■ **WORK INSTRUCTIONS**:
Please restate the passage on Obama's inauguration beginning at the words "That view badly" and ending after "to this theme.", changing "fascination" to "curiosity".

The day Barack Obama was inaugurated revealed many things about the US. The joy Americans take in their civic events was brought home by the Washington subway announcer who suggested the passengers on our crowded train should “rub up against each other: a little rubbin’ never hurt no one”.
The raucous capitalism of the memorabilia hawkers suggested the free market is not finished and that Barack Obama is good for business. The continuing visceral anger at George W. Bush was evident in the boo that echoed around the National Mall when he was introduced and the cheer that erupted when the presidential helicopter ascended to start his journey home to Texas. The darker implications of elected office in the US were reflected in the bulletproof glass (or transparent armour, to use Secret Service speak) wrapped around the podium, not to mention the 20cm thick doors of the new President’s limousine and the bullet-resistant clothing on his back.
Most importantly, of course, the inauguration of a black man on the gleaming white steps of the US Capitol, a building raised by slaves, reminded us of the country’s ability to confound its critics and surprise even its most ardent friends. Until recently, it was the received wisdom, in Australia as well as the US, that the country was not ready to elect an African-American to its highest office.
That view badly misjudged and underestimated the American people. It is not just its great wealth and military power that drives the world’s fascination with the US: it is the idea of America, democratic and meritocratic. The inauguration of Obama played directly to this theme.
Australians are hardly immune from Obamamania. According to the 2008 Lowy Institute poll, we favoured his election over John McCain by a ratio of four or five to one. But if Australians wanted him in the White House, how will we feel the effects? What does Obama mean for Australia? Often we shrink this question down to very narrow dimensions. We fret about a few hot-button policies, such as trade and the perennial issue of personnel: who’s up, who’s down and how well we know them.
Connections are certainly important in the transactional political and diplomatic atmosphere within the Beltway. Personal links are likely to be especially valuable during the next few years: Washington will present the most competitive diplomatic environment since the days of John F. Kennedy’s New Frontier, as all quarters of the globe reach out to the new President and his administration. But good ideas are at least as important as oldconnections.
Australia has the potential to influence global debates so long as we take a broad view of our interests, and we have high-quality ideas to contribute. The risk of getting lost in the Washington crush is greater if we play on the margins, focusing only on issues within our immediate purview.
Kevin Rudd has no lack of foreign policy ambition. His instinct is to engage with the Obama administration right across the global agenda from climate change to international financial architecture, and on this point he is correct. The US has a stake in all the great issues of the day. None of the biggest problems facing the world can be solved without the Americans. And because of the closeness of the Australia-US alliance, because our fortunes are, to some degree at least, attached to America’s, we are doubly affected by the decisions it takes.

(Object point labels)
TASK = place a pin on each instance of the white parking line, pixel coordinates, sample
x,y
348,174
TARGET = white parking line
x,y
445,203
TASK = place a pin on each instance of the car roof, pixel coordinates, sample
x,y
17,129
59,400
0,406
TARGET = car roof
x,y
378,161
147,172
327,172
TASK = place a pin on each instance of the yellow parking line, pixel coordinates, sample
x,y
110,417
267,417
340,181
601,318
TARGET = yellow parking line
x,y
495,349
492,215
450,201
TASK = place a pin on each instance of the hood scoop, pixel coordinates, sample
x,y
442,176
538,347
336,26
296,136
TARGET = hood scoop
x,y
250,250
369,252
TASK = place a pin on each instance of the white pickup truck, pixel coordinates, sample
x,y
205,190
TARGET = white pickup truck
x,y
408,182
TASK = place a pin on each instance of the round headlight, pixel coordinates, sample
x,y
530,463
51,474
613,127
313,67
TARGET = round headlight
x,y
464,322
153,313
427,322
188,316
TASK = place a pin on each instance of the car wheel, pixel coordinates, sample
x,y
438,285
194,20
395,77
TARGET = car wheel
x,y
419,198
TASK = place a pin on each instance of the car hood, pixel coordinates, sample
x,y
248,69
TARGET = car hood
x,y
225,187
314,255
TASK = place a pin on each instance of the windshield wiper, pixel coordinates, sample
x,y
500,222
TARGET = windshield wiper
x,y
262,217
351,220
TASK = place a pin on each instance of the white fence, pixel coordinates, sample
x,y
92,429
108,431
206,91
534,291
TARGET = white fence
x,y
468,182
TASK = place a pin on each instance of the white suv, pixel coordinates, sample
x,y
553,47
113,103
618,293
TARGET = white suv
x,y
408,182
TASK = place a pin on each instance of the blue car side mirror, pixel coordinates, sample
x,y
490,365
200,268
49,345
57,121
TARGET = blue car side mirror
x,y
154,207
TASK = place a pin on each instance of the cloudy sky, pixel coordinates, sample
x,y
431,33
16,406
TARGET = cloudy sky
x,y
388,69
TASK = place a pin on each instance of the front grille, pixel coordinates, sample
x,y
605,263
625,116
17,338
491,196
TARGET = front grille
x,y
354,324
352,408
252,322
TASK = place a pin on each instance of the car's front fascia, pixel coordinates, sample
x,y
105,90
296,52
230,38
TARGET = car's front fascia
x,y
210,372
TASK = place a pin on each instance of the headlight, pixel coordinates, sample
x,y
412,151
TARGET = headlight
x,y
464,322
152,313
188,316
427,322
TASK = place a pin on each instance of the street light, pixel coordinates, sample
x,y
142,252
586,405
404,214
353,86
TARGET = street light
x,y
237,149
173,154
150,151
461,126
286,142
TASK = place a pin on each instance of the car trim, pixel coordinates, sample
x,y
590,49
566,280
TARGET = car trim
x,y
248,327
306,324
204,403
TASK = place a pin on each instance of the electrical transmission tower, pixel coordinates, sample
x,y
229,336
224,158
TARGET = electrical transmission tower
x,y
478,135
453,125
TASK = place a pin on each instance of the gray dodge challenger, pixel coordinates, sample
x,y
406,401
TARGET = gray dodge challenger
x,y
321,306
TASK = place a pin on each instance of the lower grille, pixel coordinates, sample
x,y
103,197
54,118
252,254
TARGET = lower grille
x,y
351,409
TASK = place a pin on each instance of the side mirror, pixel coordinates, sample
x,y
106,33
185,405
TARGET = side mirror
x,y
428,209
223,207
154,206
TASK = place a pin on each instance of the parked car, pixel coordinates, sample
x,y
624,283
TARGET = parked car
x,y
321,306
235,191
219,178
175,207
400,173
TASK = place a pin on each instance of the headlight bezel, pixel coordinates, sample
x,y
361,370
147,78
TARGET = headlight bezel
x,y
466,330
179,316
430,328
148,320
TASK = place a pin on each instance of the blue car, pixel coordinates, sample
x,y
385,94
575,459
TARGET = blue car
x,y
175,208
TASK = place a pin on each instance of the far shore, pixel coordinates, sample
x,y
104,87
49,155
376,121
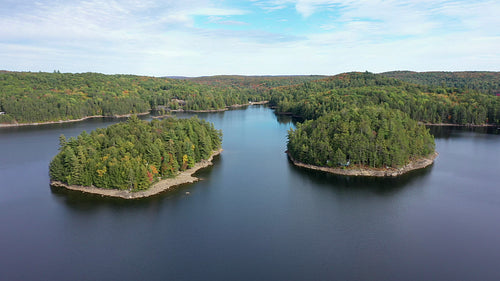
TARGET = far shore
x,y
128,115
457,125
220,109
71,120
161,186
371,172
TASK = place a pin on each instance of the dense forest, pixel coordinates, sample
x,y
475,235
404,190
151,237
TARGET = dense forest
x,y
40,97
135,154
254,82
310,100
480,81
372,136
370,120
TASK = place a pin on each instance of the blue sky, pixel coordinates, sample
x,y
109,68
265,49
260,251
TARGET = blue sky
x,y
256,37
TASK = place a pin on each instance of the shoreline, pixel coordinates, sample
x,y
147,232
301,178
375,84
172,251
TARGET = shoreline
x,y
130,114
371,172
70,120
228,107
161,186
457,125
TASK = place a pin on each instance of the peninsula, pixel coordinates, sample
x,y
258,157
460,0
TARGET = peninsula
x,y
135,158
182,177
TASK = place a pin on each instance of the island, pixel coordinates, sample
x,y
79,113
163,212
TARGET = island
x,y
135,159
367,141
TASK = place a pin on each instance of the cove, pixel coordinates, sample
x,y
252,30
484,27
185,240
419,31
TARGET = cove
x,y
255,216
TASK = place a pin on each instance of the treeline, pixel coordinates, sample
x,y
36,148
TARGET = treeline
x,y
313,99
373,136
480,81
262,83
134,154
40,97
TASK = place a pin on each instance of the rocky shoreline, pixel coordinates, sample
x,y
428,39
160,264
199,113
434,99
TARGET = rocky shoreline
x,y
220,110
182,178
70,120
371,172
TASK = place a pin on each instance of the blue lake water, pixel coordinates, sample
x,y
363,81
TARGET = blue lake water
x,y
255,216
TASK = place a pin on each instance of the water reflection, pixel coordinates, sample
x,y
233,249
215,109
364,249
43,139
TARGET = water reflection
x,y
85,201
350,184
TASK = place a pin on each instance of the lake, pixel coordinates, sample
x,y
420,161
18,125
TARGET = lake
x,y
255,216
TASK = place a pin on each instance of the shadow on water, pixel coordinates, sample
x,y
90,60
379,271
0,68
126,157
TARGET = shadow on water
x,y
78,200
380,186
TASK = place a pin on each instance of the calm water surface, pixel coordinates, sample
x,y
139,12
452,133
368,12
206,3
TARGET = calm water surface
x,y
255,216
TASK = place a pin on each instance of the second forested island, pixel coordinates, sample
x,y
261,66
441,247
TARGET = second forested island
x,y
135,158
368,141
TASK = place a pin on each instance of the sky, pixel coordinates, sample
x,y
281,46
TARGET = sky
x,y
255,37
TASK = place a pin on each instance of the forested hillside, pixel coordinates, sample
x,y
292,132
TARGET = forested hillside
x,y
371,136
369,120
41,97
135,154
254,82
480,81
313,99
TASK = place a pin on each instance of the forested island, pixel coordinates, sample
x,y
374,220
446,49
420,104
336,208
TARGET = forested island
x,y
37,98
369,124
135,156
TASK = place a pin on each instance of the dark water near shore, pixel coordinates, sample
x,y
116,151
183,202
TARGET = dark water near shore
x,y
255,216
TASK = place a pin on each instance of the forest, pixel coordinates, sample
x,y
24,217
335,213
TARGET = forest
x,y
370,120
450,106
135,154
481,81
371,136
41,97
363,119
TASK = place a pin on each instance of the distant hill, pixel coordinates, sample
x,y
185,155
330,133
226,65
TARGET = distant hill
x,y
267,81
482,81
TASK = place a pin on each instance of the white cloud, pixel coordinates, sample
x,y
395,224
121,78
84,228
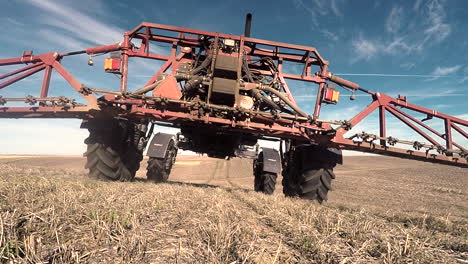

■ **RESPONSE FOR THIS EXERCISE**:
That view badly misjudged and underestimated the American people. It is not just its great wealth and military power that drives the world’s curiosity with the US: it is the idea of America, democratic and meritocratic. The inauguration of Obama played directly to this theme.